* _Dataset_
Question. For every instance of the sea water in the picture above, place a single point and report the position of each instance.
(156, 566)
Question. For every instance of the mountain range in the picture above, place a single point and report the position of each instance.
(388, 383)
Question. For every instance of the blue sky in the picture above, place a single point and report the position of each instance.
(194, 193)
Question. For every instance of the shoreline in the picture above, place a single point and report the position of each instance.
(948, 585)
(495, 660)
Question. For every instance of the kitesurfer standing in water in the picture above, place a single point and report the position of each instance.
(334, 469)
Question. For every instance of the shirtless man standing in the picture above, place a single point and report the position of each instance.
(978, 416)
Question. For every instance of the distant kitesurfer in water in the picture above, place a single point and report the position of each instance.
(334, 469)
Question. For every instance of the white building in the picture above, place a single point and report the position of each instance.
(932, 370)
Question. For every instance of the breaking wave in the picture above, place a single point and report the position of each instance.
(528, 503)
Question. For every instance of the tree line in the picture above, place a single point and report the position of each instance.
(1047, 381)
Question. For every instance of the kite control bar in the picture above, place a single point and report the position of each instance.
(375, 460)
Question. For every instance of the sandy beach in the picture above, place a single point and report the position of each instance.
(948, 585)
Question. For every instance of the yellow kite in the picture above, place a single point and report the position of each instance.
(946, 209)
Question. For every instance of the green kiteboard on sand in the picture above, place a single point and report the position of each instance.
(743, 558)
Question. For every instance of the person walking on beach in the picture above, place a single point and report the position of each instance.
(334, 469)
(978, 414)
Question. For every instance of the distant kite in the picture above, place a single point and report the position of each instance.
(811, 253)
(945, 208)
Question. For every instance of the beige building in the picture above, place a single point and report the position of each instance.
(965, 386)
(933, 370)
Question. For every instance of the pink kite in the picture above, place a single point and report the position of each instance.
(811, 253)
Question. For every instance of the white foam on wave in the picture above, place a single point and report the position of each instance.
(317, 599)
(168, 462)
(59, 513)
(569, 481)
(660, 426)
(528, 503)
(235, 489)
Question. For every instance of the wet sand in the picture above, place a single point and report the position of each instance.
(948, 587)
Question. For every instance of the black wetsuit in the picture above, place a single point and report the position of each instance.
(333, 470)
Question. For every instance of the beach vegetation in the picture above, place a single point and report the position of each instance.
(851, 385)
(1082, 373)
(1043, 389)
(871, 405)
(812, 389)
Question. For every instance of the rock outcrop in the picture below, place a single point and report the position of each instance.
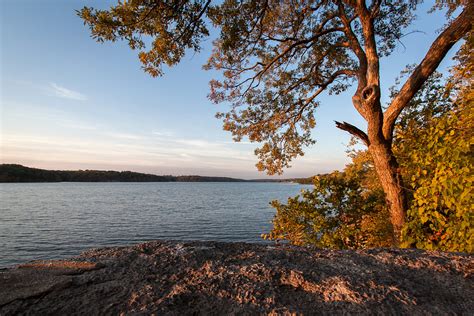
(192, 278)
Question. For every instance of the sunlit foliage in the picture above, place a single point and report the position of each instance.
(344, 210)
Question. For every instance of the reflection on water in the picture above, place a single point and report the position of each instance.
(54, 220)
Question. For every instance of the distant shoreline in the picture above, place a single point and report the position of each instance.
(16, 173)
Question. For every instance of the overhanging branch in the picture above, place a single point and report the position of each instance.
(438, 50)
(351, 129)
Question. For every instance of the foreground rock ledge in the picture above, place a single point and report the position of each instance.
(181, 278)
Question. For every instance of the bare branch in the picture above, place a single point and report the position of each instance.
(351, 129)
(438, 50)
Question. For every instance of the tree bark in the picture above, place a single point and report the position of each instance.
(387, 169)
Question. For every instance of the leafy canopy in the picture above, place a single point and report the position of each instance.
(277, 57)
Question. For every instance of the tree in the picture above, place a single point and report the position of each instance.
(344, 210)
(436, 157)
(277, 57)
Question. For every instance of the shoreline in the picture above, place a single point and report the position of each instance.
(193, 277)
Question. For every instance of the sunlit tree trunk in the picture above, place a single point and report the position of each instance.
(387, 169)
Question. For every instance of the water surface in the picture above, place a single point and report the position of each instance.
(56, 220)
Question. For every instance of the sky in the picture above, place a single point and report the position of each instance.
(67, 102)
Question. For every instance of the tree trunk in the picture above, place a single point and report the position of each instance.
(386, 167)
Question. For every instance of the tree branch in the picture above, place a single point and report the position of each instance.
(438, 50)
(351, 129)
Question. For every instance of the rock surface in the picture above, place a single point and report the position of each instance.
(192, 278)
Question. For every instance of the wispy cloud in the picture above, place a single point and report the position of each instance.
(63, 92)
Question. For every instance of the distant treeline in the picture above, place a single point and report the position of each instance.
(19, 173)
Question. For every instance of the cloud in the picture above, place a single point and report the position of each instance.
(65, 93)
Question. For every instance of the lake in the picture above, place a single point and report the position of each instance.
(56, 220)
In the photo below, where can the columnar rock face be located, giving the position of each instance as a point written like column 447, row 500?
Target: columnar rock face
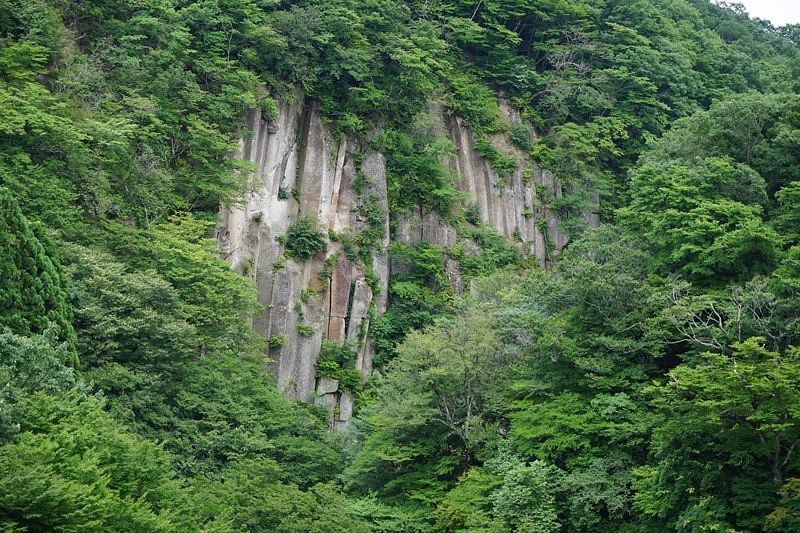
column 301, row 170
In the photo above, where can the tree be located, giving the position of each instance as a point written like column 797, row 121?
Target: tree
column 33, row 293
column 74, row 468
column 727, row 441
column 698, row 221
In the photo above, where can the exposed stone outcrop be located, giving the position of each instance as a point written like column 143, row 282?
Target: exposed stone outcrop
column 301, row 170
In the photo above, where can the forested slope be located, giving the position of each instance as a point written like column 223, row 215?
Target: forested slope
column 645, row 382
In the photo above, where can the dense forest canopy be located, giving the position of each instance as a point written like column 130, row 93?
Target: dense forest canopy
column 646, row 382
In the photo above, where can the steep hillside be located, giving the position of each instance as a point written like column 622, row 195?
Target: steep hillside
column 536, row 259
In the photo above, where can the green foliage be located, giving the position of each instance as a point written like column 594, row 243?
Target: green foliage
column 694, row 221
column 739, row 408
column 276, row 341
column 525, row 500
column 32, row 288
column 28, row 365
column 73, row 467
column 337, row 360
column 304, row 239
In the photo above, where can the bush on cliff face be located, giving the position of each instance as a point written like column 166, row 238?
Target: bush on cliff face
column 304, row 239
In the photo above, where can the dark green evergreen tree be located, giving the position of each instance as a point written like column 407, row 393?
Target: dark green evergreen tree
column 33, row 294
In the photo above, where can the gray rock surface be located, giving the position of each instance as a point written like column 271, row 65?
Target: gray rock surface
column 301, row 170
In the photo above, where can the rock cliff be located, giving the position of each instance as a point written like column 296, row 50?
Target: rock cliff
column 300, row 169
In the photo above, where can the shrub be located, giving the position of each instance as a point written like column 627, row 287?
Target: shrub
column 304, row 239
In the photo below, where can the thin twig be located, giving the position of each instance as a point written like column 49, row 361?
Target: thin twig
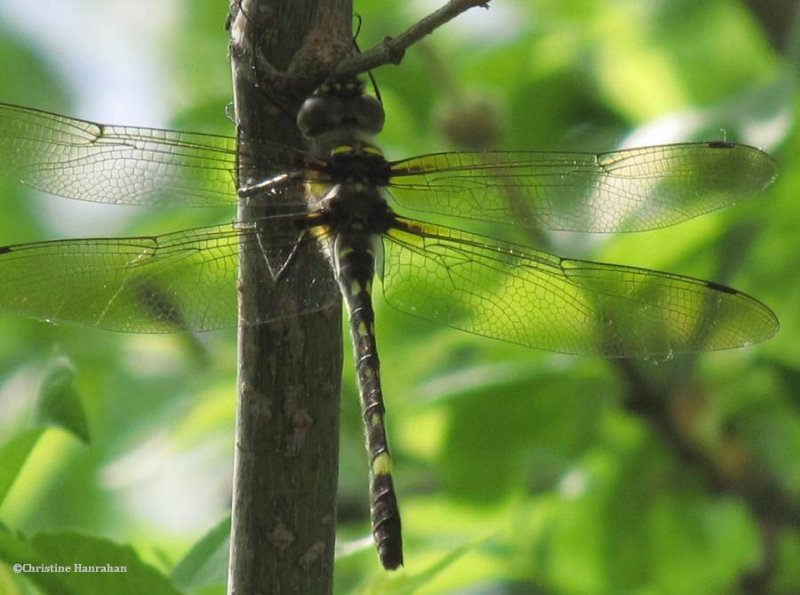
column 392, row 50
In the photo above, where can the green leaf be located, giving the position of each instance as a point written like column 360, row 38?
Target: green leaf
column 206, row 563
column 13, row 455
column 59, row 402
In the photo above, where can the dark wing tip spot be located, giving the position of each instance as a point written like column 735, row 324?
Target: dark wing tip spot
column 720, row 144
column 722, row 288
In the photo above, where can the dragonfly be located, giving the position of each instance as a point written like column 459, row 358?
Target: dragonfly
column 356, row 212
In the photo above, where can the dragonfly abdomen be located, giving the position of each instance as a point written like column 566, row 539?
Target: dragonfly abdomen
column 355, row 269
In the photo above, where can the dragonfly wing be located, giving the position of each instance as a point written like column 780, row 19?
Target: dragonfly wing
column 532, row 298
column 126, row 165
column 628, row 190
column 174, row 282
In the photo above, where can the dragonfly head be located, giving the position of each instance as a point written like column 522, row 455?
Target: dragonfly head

* _Task statement_
Tell how many lines in the material hold the word "head". Reply with the number only.

* _Solution below_
2